▶ [WRITTEN INSTRUCTION] Update the rows from the start of the rows through the line containing "173L227 162L196 162L196" by replacing "decorative grille panel" with "ventilation grille" and leaving everything else unchanged. Omit the pictures from your answer.

⁂

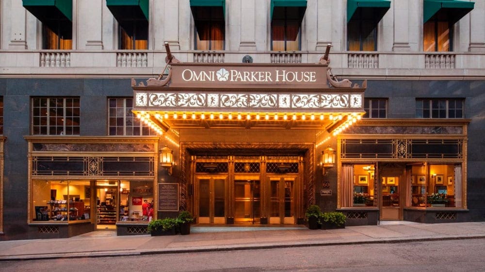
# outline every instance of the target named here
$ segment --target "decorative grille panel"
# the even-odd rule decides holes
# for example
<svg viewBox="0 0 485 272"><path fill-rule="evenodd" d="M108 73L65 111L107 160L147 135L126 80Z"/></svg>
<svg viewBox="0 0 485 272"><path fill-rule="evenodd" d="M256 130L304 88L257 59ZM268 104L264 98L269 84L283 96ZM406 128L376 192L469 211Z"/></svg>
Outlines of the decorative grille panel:
<svg viewBox="0 0 485 272"><path fill-rule="evenodd" d="M129 226L127 228L127 232L131 234L148 233L148 229L146 226Z"/></svg>
<svg viewBox="0 0 485 272"><path fill-rule="evenodd" d="M235 173L259 173L259 162L236 162Z"/></svg>
<svg viewBox="0 0 485 272"><path fill-rule="evenodd" d="M456 213L451 211L440 211L435 214L436 219L456 219Z"/></svg>
<svg viewBox="0 0 485 272"><path fill-rule="evenodd" d="M227 173L227 162L196 162L196 173Z"/></svg>
<svg viewBox="0 0 485 272"><path fill-rule="evenodd" d="M59 227L58 226L39 226L39 233L59 233Z"/></svg>
<svg viewBox="0 0 485 272"><path fill-rule="evenodd" d="M266 164L266 173L297 173L298 162L268 162Z"/></svg>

⁂

▶ [SOLUTION]
# outline every instance of the target named here
$ segment --target "ventilation grille"
# the even-odd rule decides holes
# for example
<svg viewBox="0 0 485 272"><path fill-rule="evenodd" d="M108 73L65 111L107 160L147 135L126 80Z"/></svg>
<svg viewBox="0 0 485 272"><path fill-rule="evenodd" d="M256 130L304 88L257 59ZM268 104L264 98L269 84L283 96ZM406 128L376 192L469 211Z"/></svg>
Outlines of the ventilation grille:
<svg viewBox="0 0 485 272"><path fill-rule="evenodd" d="M129 226L127 228L127 232L131 234L148 233L148 229L146 226Z"/></svg>
<svg viewBox="0 0 485 272"><path fill-rule="evenodd" d="M235 173L259 173L259 162L236 162Z"/></svg>
<svg viewBox="0 0 485 272"><path fill-rule="evenodd" d="M456 213L451 211L440 211L435 214L436 219L456 219Z"/></svg>
<svg viewBox="0 0 485 272"><path fill-rule="evenodd" d="M227 173L227 162L196 162L196 173Z"/></svg>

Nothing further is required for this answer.